**Goal:**
Nothing but the lines from the one with "Could you point to the black tire" to the final line should be returned, each exactly as it appears.

Dataset excerpts on object pointing
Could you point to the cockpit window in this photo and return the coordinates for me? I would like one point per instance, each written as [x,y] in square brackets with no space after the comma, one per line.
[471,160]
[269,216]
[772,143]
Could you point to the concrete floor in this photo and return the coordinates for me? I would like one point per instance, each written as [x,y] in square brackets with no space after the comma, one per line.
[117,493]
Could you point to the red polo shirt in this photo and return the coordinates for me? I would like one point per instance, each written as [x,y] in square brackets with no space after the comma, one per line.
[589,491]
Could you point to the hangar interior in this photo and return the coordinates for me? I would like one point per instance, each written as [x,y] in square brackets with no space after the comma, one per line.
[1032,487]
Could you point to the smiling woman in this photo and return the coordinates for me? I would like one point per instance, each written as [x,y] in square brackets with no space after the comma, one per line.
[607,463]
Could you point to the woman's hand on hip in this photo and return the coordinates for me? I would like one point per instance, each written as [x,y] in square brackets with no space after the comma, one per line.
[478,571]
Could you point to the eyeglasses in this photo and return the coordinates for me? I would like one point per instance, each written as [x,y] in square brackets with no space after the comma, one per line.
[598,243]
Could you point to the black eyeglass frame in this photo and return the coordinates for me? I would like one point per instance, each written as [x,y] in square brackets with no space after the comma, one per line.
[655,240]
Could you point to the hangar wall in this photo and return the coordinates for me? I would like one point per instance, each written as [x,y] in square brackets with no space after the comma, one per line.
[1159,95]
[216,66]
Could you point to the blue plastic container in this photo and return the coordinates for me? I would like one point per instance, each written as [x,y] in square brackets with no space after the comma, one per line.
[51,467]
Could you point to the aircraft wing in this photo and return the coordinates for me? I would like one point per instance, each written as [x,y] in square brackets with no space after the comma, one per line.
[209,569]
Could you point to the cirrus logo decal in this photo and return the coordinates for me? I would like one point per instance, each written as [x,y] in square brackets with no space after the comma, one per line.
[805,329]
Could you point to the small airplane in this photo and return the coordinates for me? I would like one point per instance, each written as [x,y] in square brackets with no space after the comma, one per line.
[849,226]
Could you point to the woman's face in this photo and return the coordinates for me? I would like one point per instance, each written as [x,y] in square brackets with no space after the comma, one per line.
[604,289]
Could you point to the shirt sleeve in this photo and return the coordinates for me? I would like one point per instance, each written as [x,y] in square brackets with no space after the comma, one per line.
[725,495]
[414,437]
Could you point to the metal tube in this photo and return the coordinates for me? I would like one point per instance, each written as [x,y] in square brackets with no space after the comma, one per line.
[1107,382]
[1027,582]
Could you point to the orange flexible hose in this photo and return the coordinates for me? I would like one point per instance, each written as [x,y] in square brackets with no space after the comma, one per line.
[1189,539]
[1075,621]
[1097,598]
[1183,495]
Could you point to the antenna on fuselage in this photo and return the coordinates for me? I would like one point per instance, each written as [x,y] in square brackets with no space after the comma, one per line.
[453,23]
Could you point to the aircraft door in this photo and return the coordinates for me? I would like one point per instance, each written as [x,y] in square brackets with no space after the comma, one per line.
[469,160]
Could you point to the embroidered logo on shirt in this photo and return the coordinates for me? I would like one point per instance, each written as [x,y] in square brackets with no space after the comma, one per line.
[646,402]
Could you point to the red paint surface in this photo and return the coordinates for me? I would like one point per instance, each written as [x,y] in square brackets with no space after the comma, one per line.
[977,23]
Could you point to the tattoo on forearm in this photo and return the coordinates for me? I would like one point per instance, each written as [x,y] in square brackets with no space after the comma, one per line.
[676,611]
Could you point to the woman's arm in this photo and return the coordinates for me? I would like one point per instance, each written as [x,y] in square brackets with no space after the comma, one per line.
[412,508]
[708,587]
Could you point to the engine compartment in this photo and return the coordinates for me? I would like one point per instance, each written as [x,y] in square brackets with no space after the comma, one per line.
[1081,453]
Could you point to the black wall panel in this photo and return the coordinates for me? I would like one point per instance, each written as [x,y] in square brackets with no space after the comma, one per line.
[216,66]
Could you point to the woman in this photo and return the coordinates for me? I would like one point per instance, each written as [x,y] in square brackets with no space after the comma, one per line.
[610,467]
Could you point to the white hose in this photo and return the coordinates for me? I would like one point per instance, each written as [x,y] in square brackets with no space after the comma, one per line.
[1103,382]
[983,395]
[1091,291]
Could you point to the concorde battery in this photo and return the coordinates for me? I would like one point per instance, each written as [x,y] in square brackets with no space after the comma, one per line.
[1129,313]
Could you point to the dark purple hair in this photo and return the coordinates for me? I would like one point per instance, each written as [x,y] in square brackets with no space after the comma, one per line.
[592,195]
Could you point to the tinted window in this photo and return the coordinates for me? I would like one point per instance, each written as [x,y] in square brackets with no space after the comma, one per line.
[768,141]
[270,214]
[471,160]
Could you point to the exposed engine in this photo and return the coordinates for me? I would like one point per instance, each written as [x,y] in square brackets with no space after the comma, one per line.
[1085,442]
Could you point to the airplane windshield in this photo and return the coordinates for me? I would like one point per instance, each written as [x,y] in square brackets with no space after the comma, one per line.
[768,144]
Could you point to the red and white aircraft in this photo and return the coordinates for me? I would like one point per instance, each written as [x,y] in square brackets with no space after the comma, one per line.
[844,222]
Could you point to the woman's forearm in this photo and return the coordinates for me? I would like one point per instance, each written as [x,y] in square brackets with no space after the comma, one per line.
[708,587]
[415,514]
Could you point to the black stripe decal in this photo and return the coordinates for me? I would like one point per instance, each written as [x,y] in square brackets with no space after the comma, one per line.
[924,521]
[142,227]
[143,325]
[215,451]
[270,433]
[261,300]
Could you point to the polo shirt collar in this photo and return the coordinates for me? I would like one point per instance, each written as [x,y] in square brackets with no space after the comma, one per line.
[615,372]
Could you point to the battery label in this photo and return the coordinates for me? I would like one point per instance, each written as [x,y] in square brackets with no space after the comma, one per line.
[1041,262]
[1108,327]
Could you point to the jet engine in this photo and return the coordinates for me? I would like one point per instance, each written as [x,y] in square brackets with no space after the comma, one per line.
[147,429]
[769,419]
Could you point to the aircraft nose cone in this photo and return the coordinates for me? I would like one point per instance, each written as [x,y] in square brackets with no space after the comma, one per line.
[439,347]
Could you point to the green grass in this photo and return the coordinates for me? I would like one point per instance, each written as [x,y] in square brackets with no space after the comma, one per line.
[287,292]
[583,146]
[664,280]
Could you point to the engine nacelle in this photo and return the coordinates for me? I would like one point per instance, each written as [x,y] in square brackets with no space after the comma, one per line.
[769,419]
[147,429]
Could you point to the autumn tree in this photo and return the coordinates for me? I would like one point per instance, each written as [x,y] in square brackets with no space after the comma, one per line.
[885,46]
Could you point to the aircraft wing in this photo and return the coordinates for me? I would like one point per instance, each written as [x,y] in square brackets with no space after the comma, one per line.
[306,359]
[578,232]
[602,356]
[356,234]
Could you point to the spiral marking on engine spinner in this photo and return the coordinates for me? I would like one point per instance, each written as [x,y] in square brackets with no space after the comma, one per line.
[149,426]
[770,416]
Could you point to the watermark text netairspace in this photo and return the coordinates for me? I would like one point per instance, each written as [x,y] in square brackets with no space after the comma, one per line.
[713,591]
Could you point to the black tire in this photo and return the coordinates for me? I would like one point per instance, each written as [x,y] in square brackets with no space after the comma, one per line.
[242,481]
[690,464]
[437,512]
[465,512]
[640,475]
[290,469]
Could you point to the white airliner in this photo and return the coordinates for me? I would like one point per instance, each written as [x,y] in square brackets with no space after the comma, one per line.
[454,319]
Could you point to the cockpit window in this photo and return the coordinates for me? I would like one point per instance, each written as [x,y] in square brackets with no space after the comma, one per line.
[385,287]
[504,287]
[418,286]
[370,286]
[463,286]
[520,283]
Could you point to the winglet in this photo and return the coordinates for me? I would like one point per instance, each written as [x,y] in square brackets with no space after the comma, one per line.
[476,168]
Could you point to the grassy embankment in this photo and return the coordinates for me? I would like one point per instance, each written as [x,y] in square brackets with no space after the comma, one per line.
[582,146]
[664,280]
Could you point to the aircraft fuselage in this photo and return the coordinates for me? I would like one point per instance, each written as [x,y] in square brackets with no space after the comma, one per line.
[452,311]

**Correct output:**
Could you point to the black tire in this photo and return the coordinates for me? I would like one point per instance, each written as [x,y] in square brackets with no space after the comma, one per line.
[242,481]
[690,464]
[437,512]
[465,512]
[640,475]
[290,469]
Could you point to the white airliner in this photo and return the coordinates for me? I would like one point per instance, each written as [x,y] in square brackets with no space after the comma, one per line.
[454,319]
Could you point to the cockpit window in this photo and return the coordinates for me? I would like one point per instance, each written as [x,y] in square brackets with no space after the comma, one per line.
[385,287]
[504,287]
[418,286]
[370,286]
[463,286]
[520,283]
Could you point to the winglet in this photo and return the coordinates for me? I would like one point per instance, each written as [x,y] in square brackets with no space after the comma, one per line.
[476,168]
Could you point to the grassy embankment in this photo and return the coordinates for me? I would like one point per instance, each written as [x,y] in square brackets with no space after the comma, one per line.
[582,146]
[664,280]
Could you point to the aircraft fuselage in this photo and return the coordinates for me? I would like one point per instance, each written as [x,y] in square brackets with no space after the comma, one per line.
[452,311]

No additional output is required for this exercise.